Text segment
——————

Milena Granci – To Some Place New

Self released – Street date : May 14, 2026
Jazz
Milena Granci - To Some Place New

Summary: Franco Italian pianist and composer Milena Granci delivers a richly cinematic jazz album with To Some Place New, blending orchestral sophistication, European melancholy and fluid storytelling in a work inspired as much by Michel Legrand as by Maria Schneider.

Milena Granci’s To Some Place New Turns European Jazz Into Cinematic Storytelling

There are albums that introduce themselves immediately, and others that unfold slowly, almost cautiously, revealing their architecture one emotional layer at a time. The work of Milena Granci belongs unmistakably to the second category. A Franco Italian pianist and composer who openly cites Maria Schneider as an influence, Granci nevertheless inhabits a musical universe that feels emotionally closer to Michel Legrand, though filtered through a far more expansive and structurally ambitious form of writing.

One only needs to listen closely to the purely instrumental passages to understand where the true center of gravity lies. The compositions are dense without becoming heavy, emotionally detailed without falling into sentimentality. Beneath the apparent softness of the melodies, the harmonic writing is remarkably sophisticated, and the arrangements reveal a composer thinking several movements ahead at all times. Every transition feels intentional. Every orchestral color appears chosen not simply for beauty, but for narrative purpose.

Even before the first note begins, the album announces its cinematic ambitions. The cover artwork, showing the pianist running through the countryside, seen from behind, immediately evokes movement, memory, escape, perhaps even reinvention. It is difficult not to interpret the record as a conceptual work designed to be experienced as a continuous emotional journey rather than a collection of isolated songs.

Her voice carries traces of the atmosphere that once floated through The Umbrellas of Cherbourg. There is the same fragile melancholy, the same suspended elegance, the same impression that emotions are arriving slightly ahead of words. But beyond these echoes, listeners are invited into something far more organic and fluid, a musical form that resists traditional categorization.

At the heart of the project lies Granci’s desire to free herself from the conventional architecture of jazz. Rather than returning repeatedly to rigid thematic structures, the music evolves continuously, almost like a stream of consciousness unfolding in real time. Themes reappear, but altered, transformed by what came before them, much in the way memories shift shape as stories progress.

“ I wanted the music to feel as close as possible to a continuous composition, with very little repetition,” she explains. “ When ideas return, they come back transformed, like chapters in an unfolding story.”

The album’s title track, To Some Place New, embodies that philosophy perfectly. The piece begins in quiet introspection, nearly fragile in tone, before gradually opening toward something warmer and more hopeful. The transformation is subtle rather than dramatic. The music does not rush toward resolution. Instead, it reveals itself patiently, layer after layer, allowing emotion to accumulate naturally.

Elsewhere, the record offers moments that feel almost cinematic in their precision. One composition drifts delicately between chamber jazz and impressionistic classical writing, the piano moving like hesitant dialogue between characters who never fully say what they mean. Another expands into lush orchestral textures before suddenly retreating into near silence, as if the arrangement itself were breathing. These shifts give the album an unusually human quality. The music feels alive, unpredictable, unwilling to settle into formula.

——————

Provided records

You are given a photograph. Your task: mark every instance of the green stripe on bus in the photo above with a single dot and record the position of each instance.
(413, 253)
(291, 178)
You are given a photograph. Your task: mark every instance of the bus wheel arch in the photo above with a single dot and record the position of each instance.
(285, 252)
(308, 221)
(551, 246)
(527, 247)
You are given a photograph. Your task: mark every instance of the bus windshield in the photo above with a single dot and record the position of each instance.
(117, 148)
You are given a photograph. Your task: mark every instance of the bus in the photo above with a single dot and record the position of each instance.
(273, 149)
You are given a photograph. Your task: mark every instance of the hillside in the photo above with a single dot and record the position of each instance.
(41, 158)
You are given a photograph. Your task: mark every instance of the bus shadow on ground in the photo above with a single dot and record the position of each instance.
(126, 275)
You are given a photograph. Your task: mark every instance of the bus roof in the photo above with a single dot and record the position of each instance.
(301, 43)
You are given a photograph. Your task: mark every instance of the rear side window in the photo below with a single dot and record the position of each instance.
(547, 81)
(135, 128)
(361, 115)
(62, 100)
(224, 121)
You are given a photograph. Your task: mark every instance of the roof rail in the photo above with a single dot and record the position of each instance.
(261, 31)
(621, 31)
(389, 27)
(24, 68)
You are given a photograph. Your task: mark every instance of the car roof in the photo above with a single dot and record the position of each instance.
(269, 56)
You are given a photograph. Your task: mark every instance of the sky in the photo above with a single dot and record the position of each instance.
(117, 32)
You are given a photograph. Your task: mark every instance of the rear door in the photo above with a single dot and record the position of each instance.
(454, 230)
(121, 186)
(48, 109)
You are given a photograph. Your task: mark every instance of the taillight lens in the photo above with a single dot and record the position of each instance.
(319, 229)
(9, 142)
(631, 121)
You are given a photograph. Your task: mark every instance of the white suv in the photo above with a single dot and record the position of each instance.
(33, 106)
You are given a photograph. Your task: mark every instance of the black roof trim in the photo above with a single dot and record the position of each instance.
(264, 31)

——————

Action item
Rewrite the album review from "Even before the" to "resists traditional categorization.", swapping "countryside" for "woods".

Solution
Even before the first note begins, the album announces its cinematic ambitions. The cover artwork, showing the pianist running through the woods, seen from behind, immediately evokes movement, memory, escape, perhaps even reinvention. It is difficult not to interpret the record as a conceptual work designed to be experienced as a continuous emotional journey rather than a collection of isolated songs.

Her voice carries traces of the atmosphere that once floated through The Umbrellas of Cherbourg. There is the same fragile melancholy, the same suspended elegance, the same impression that emotions are arriving slightly ahead of words. But beyond these echoes, listeners are invited into something far more organic and fluid, a musical form that resists traditional categorization.